Begin

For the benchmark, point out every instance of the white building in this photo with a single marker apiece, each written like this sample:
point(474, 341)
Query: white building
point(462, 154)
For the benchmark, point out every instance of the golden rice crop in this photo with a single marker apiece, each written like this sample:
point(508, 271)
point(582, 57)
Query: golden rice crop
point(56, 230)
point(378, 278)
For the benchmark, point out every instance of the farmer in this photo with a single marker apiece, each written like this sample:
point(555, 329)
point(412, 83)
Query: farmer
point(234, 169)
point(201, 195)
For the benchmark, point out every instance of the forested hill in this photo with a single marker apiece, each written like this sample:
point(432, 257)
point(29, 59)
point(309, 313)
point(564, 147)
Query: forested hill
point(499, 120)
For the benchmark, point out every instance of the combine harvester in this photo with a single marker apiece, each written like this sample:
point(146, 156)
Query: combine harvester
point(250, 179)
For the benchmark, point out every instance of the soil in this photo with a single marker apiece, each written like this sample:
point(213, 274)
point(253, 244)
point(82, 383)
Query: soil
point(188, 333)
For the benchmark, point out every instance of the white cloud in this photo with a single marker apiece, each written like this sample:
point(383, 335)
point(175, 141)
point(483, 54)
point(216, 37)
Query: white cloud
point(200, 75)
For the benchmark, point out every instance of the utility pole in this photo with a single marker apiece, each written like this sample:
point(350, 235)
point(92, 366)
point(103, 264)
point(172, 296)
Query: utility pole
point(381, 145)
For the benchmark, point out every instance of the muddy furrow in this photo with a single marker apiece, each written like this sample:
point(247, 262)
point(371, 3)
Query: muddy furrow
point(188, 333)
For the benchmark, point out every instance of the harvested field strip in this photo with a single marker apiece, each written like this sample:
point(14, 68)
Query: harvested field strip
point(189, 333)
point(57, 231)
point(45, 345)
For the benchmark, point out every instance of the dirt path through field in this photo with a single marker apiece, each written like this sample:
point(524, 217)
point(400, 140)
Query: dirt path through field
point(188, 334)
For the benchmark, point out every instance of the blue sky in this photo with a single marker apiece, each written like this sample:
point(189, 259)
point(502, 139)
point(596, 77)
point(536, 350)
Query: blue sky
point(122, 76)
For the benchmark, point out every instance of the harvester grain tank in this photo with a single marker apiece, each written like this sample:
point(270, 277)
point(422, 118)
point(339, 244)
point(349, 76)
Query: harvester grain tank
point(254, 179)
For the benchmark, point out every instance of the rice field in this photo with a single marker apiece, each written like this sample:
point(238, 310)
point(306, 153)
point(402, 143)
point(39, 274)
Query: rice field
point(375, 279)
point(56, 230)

End

Scale the data starting with the line that contains "For the benchmark, point out every instance of the harvester" and going on through the line that contains "point(254, 179)", both included. Reproduce every line in that span, requests and format samples unchanged, but multiply each answer coordinate by 2.6 and round to whole numbers, halves up; return only those lines.

For the benchmark, point out every instance of the harvester grain tank in this photo with a single marker apiece, each written like this sample:
point(270, 277)
point(422, 118)
point(339, 244)
point(349, 76)
Query: harvester grain tank
point(660, 465)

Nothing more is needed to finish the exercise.